[WORK REQUEST]: Without changing a single word, set down all of the records.
** RECORDS SHOWN follows **
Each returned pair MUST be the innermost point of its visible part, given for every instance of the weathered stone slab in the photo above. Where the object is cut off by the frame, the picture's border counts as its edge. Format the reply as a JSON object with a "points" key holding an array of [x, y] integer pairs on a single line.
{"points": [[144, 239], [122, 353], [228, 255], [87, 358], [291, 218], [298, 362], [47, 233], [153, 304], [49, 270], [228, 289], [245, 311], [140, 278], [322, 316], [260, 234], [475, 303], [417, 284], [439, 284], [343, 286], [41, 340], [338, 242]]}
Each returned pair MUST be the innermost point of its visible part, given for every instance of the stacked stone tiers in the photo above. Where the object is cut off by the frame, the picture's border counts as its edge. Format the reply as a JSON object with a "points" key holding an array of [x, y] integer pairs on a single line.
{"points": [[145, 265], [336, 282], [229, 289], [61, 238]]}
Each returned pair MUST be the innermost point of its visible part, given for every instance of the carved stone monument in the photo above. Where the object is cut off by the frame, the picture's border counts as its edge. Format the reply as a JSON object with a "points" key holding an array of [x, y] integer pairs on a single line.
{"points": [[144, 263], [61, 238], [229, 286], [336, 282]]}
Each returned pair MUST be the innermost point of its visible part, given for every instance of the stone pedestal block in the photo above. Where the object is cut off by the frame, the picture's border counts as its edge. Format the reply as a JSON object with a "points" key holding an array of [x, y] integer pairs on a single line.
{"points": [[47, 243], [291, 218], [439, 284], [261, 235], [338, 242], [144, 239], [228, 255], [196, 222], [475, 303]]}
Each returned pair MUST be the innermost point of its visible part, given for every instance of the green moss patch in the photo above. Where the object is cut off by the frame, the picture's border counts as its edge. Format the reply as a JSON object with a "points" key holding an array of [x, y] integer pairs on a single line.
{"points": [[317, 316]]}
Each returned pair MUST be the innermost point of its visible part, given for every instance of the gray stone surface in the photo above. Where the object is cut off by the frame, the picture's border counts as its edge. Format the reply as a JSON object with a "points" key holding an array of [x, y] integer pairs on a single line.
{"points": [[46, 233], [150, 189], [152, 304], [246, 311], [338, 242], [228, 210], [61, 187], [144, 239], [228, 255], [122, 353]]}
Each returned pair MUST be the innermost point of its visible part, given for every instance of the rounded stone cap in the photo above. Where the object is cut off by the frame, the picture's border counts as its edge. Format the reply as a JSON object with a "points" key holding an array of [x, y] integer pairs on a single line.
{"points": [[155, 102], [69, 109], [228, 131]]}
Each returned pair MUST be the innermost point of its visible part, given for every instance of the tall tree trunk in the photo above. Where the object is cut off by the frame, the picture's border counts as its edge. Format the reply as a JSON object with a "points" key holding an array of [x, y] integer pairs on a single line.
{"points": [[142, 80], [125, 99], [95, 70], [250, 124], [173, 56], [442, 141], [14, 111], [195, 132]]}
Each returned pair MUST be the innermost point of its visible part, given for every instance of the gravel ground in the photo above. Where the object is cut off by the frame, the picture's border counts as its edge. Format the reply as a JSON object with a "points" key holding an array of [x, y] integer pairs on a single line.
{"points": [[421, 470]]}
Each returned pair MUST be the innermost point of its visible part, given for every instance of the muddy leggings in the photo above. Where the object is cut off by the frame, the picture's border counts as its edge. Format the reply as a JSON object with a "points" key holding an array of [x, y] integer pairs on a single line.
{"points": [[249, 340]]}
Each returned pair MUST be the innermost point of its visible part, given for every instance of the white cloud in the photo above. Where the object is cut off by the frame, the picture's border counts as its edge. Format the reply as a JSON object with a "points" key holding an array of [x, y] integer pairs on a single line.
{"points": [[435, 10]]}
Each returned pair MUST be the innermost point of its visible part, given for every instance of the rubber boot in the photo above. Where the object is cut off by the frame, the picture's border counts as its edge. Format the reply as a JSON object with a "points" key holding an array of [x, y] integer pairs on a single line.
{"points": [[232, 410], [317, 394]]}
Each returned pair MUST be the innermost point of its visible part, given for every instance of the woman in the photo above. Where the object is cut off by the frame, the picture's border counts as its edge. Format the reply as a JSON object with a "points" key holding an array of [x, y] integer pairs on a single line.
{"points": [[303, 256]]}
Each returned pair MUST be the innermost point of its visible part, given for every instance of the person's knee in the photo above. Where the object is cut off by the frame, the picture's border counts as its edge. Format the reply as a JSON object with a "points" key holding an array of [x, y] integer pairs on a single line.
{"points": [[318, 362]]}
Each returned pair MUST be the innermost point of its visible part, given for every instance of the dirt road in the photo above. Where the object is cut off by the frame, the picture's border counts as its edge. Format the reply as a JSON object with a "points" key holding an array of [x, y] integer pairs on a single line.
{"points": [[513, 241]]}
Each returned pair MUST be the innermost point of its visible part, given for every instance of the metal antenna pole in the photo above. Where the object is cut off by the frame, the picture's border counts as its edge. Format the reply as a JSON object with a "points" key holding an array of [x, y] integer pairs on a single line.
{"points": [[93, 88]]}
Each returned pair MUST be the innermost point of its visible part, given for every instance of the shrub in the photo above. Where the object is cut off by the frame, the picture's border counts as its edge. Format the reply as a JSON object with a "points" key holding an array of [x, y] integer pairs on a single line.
** End of RECORDS SHOWN **
[WORKED SOLUTION]:
Each returned pair MUST be the innermost point of its visible part, given for every instance of the weathered stone slab in the photo above. Where the object is cut off by the frame, the picture's border counts as its edge. Format the reply as a JSON object with a "points" key holding an array of [x, y] integer pairs on a single line.
{"points": [[144, 239], [122, 353], [228, 255], [87, 358], [291, 218], [298, 362], [47, 233], [153, 304], [49, 270], [228, 289], [245, 311], [140, 278], [322, 316], [260, 234], [475, 303], [417, 284], [439, 284], [343, 286], [41, 340], [338, 242]]}
Each returned pair MUST be the innermost point of its visible part, given for every instance of the stacked stone tiers in the photo above. Where the object is cut off by the frame, the picture's border counts as its edge. Format the reply as a JSON object with a "points" key holding an array of [x, y] integer pairs on a single line.
{"points": [[145, 265], [336, 282], [229, 289], [61, 238]]}
Each returned pair MUST be the innermost point of its visible part, given for every instance of the carved stone monument in the photo above. Where the object is cut off by the frame, the picture's border counts as its edge. Format the reply as a JSON object with a "points" key holding an array of [x, y] integer pairs on a single line.
{"points": [[144, 263], [61, 238], [229, 286], [336, 282]]}
Each returned pair MUST be the innermost point of its visible part, given for every instance of the stone pedestal block in the photo above. Where the object is cut off by the frame, the picture's border counts as its edge. Format the reply as a JSON object with a "points" key holding an array of [x, y] integer pairs on a single line.
{"points": [[47, 243], [291, 218], [439, 284], [261, 235], [338, 242], [144, 239], [228, 255], [196, 222], [475, 303]]}
Each returned pair MUST be the innermost point of its visible part, given for every instance of the green moss patch in the photo above. Where the object is cut off by the frame, the picture's border counts as its edge. Format the reply as a JSON object with a "points" key holding an array of [x, y] integer pairs on a single line.
{"points": [[317, 316]]}
Each returned pair MUST be the innermost point of its visible part, given for every instance of the gray stone surface in the photo above. Where the object is cut off by the frame, the picture's border counts as its edge. Format the reply as a JSON object with a "points" key holding an array of [x, y] integer pairs on a single line.
{"points": [[46, 233], [150, 189], [152, 304], [246, 311], [338, 242], [228, 210], [61, 187], [144, 239], [228, 255], [122, 353]]}
Each returned pair MUST be the innermost point of its visible part, given for every instance of the rounded stone cap in the photo above. Where the object is cut off by the frame, the picture's border counts as its edge. Format the reply as a JSON object with a "points" key holding an array of [x, y] integer pairs on a single line.
{"points": [[155, 102], [69, 109], [228, 131]]}
Each returned pair MUST be the innermost point of its visible part, given for every instance of the tall tree trunk in the photo above. Where the object is cut off by the frame, the picture's border counts as its edge. Format the reply as a JSON object with a "points" key holding an array of [x, y] integer pairs on a single line.
{"points": [[142, 80], [125, 99], [95, 70], [250, 124], [173, 56], [442, 141], [14, 111], [195, 132]]}
Each returned pair MUST be the innermost point of its visible part, given for every instance of the gravel ground in the photo above. Where the object is cut off by the frame, the picture's border counts as its edge. Format the reply as a JSON object with a "points" key holding an array of [x, y] integer pairs on a single line.
{"points": [[421, 470]]}
Each returned pair MUST be the innermost point of its visible part, given for every instance of the muddy leggings in the photo above. Where the object is cut off by the frame, the picture's border counts as its edge. Format the reply as a JSON object with a "points" key holding an array of [x, y] integer pairs on a single line.
{"points": [[249, 340]]}
Each returned pair MUST be the innermost point of its visible part, given for every instance of the white cloud in the photo above. Where the object is cut off by the frame, the picture's border counts as its edge. Format the reply as a JSON object with a "points" key holding an array of [x, y] integer pairs on a single line.
{"points": [[435, 10]]}
Each returned pair MUST be the innermost point of its visible part, given for every instance of the rubber boot in the photo above. Where the object is cut off by the frame, the picture's border counts as its edge. Format the reply as a JSON object with a "points" key holding an array of [x, y] integer pairs on a single line.
{"points": [[232, 410], [317, 394]]}
Each returned pair MUST be the innermost point of its visible part, given for every instance of the woman in the photo above. Where the object is cut off by the frame, the picture's border counts as its edge. Format the reply as a JSON object with a "points" key holding an array of [x, y] integer pairs on a single line.
{"points": [[303, 256]]}
Each returned pair MUST be the innermost point of its visible part, given for every instance of the person's knee in the photo above. Where the object is cut off by the frame, the picture's border counts as its edge. Format the reply as a JSON object with a "points" key holding an array of [x, y] integer pairs on a single line.
{"points": [[318, 362]]}
Each returned pair MUST be the innermost point of its visible part, given for every instance of the dirt road in the photo above. Where the object is cut off by the frame, the picture's border counts as its edge. Format the reply as a JSON object with a "points" key holding an array of [x, y] integer pairs on a single line.
{"points": [[513, 241]]}
Each returned pair MUST be the innermost point of its visible part, given for every instance of the metal antenna pole in the photo above. Where the object is cut off by the frame, the picture's border counts as its edge. Format the reply as a JSON object with a "points" key holding an array of [x, y] integer pairs on a single line.
{"points": [[93, 88]]}
Each returned pair MUST be the innermost point of its visible part, given for every instance of the shrub in the photo above. Where the object is cut off by the frame, the picture's border counts as its edge. Format the reply as a JSON object with a "points" key holding an array of [x, y] integer pairs on a single line.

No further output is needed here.